§ **Problema**
Segundo o texto, quantos filhos tem Joana Angélica?

§ **Texto**

....

COVID-19: Vendedores informais de Maputo têm de escolher entre a fome e a doença
Joana Angélica,
37 anos, volta a abrir hoje a improvisada banca de legumes em Magoanine,
subúrbios de Maputo, mas desta vez está com "a cabeça entre a fome e a
doença", devido à ameaça da doença respiratória COVID-19.
“Não sou parva,
sei que está a acontecer algo grave em todo o mundo e no meu país, mas se fico
em casa, morro à fome, porque vivo disto e alimento os meus filhos sozinha há
muitos anos”, diz Joana Angélica.
A vendedora
informal fala à Lusa sobre os riscos de continuar a vender numa banca improvisada
ao lado de uma paragem de autocarros apinhada de passageiros, face à ameaça de
propagação da pandemia provocada pelo novo coronavírus.
Mãe solteira de
três filhos, o rendimento diário da venda de legumes que adquire no mercado
grossista do Zimpeto, em Maputo, é todo usado para a compra de alimentação e
não resta margem para poupança.
“Não saio daqui
com mais do que dois mil meticais (27 euros) e com esse dinheiro tenho de
voltar ao Zimpeto para comprar produtos para o dia seguinte e pagar todas as minhas
despesas”, explica.
Após anos de
negócio na rotunda de Magoanine, a cerca de 10 quilómetros do centro de Maputo,
sente que agora está a vender com “a cabeça” entre a fome que vai passar, se
tiver de ficar em casa, e um grande receio: “a morte por coronavírus” ao
arriscar continuar a vender na rua.
Verónica Zunguza
diz que vive tempos de desespero porque receia apanhar o novo coronavírus na
paragem de autocarros da Praça da Juventude, em Maputo, onde vende fruta num
pedaço de saco estendido no chão e ao ar livre.
Mas, por outro
lado, dá-lhe um aperto no coração só de pensar em encarar os filhos todos os
dias sem nada para lhes dar de comer.
“Que faço? Fico
em casa à espera que o 'corona' me encontre a mim e aos meus filhos já mortos à
fome ou vou à praça vender e esperar que Deus me proteja dessa doença”,
pergunta Verónica Zunguza.

....

§ **Linhas apresentadas**
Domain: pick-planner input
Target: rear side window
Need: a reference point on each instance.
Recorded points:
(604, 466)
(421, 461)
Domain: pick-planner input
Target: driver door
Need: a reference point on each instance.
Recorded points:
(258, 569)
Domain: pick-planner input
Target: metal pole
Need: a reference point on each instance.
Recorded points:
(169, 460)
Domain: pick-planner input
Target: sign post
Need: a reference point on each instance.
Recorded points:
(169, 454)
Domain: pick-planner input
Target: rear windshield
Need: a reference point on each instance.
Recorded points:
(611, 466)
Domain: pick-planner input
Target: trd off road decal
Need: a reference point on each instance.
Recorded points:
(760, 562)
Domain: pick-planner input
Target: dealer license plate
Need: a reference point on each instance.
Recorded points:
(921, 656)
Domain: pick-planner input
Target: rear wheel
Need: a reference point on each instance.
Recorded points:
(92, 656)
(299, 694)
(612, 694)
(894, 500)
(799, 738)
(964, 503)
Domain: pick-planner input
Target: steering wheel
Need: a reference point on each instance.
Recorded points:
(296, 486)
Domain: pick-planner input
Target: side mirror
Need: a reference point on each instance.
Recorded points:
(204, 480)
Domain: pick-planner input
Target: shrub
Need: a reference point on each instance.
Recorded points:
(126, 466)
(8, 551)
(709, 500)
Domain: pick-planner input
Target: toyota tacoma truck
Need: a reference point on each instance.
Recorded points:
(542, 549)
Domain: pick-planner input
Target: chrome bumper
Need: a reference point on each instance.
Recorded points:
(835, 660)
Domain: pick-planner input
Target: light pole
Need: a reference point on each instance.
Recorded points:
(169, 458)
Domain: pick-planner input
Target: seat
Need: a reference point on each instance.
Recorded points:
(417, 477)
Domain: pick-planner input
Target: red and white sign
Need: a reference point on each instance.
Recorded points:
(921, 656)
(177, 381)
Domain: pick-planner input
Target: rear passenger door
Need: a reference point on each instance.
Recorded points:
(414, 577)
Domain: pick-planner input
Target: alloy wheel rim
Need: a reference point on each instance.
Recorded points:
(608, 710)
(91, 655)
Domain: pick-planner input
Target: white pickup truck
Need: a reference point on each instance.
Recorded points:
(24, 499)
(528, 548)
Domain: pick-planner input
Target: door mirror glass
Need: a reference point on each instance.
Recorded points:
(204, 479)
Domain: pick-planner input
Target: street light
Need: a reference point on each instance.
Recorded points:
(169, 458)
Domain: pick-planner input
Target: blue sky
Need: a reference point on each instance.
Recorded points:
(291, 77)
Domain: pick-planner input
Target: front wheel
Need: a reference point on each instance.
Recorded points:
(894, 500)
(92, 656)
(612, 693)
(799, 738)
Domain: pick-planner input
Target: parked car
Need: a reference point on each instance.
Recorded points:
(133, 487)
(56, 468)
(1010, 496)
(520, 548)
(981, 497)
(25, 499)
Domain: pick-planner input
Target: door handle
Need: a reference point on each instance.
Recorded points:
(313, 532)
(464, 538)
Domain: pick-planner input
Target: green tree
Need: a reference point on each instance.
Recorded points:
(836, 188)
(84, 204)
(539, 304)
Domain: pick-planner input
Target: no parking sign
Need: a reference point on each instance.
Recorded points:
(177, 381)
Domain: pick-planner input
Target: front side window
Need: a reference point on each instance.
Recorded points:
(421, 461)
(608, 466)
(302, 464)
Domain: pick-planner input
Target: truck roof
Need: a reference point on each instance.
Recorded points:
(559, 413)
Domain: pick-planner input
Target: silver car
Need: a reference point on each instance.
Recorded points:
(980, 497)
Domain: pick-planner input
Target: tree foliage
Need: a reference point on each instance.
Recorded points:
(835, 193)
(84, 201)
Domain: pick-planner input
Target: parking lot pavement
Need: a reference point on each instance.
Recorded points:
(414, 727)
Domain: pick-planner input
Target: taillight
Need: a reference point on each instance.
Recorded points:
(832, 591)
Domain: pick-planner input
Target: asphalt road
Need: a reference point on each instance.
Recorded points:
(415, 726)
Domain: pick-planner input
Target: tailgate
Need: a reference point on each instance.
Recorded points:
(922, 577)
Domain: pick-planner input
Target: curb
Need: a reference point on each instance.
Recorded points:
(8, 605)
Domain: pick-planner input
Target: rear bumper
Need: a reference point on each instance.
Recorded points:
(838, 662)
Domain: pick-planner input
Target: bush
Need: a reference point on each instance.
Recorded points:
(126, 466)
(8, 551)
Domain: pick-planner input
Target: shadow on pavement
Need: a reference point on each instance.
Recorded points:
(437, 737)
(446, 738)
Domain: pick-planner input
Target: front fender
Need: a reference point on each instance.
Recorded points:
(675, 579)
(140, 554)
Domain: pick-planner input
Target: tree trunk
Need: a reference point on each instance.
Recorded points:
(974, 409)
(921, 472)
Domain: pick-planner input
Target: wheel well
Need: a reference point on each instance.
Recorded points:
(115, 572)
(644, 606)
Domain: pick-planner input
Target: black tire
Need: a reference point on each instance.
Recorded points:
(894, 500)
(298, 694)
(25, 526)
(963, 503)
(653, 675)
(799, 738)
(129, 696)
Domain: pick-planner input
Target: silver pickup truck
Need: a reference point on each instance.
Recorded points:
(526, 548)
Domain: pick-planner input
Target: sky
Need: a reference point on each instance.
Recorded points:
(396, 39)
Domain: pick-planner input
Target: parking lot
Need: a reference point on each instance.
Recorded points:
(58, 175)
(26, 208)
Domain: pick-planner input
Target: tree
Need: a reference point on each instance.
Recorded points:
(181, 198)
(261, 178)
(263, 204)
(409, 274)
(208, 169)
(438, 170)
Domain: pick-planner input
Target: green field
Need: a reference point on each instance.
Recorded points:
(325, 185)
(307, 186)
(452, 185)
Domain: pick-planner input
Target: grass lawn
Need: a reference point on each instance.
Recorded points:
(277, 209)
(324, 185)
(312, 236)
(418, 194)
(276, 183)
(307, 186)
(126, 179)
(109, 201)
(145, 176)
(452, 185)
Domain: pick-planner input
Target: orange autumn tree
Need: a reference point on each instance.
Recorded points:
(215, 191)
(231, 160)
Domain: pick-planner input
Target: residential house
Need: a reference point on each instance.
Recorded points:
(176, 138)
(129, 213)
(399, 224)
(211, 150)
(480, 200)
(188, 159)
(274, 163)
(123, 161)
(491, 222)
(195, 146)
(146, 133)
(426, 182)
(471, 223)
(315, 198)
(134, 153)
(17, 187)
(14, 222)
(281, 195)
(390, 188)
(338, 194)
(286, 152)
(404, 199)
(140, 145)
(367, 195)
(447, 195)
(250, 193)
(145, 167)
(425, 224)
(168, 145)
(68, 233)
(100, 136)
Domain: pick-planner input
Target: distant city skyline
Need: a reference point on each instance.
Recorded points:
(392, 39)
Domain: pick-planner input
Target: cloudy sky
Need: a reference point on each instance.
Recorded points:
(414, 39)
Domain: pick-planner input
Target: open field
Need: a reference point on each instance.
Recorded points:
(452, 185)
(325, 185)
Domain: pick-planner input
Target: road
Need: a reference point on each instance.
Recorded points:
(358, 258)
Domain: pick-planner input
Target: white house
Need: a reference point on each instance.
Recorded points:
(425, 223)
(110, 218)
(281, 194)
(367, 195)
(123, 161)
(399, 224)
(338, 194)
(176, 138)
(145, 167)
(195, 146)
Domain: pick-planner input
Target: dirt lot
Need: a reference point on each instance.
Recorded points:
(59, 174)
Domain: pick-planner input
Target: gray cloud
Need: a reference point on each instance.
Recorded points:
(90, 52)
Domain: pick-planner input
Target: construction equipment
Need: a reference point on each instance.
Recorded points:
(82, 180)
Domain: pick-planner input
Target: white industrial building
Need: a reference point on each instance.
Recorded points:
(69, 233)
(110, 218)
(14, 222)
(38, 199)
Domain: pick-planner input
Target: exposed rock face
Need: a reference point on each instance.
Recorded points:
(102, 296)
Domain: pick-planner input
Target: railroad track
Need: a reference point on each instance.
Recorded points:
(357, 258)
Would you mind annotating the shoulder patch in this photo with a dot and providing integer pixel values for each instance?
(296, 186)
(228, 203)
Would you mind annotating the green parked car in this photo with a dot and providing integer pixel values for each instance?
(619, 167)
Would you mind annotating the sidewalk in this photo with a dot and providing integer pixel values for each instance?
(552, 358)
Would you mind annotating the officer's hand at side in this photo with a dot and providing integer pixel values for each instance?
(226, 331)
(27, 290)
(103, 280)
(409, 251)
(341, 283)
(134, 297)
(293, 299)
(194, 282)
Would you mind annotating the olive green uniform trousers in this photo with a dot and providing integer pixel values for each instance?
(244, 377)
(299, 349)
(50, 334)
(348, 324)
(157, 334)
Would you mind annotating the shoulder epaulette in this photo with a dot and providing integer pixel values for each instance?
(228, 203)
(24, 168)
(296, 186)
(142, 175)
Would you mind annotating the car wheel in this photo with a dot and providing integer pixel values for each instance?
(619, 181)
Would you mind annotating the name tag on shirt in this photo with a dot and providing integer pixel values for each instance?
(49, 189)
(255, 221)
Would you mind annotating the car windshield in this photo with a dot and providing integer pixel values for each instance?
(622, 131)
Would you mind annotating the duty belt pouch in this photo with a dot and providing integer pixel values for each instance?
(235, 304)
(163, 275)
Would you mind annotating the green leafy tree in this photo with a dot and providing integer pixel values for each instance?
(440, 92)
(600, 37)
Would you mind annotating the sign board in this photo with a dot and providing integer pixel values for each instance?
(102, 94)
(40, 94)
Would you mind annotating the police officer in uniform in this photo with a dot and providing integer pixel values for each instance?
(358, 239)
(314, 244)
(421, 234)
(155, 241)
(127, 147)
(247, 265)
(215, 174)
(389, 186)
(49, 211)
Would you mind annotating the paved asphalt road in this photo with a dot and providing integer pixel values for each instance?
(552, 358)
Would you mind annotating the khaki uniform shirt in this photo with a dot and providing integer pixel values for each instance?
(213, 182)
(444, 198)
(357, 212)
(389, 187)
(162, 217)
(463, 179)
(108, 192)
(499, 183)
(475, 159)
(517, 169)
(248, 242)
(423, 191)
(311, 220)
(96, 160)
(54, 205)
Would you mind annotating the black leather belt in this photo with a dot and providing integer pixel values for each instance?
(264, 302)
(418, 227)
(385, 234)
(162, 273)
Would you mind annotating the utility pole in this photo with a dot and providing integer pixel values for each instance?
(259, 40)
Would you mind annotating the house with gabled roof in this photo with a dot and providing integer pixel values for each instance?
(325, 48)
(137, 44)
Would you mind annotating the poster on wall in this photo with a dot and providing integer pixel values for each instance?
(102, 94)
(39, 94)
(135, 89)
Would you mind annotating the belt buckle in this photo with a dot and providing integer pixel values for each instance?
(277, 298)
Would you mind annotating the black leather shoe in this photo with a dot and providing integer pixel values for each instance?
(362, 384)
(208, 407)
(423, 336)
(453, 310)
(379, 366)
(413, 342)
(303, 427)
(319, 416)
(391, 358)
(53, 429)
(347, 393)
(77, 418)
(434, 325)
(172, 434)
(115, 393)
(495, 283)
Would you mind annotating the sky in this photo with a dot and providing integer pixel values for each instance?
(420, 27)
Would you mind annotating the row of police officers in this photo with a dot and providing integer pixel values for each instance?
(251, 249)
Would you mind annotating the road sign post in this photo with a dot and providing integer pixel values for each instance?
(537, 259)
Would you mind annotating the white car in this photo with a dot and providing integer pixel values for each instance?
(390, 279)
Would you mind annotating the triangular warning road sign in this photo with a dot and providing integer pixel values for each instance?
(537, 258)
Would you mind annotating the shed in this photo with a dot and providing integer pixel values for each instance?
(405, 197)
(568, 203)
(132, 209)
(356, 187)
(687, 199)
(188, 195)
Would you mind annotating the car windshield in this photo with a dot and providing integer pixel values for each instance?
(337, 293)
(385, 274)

....

§ **Resolução do problema**
Joana Angélica tem três filhos.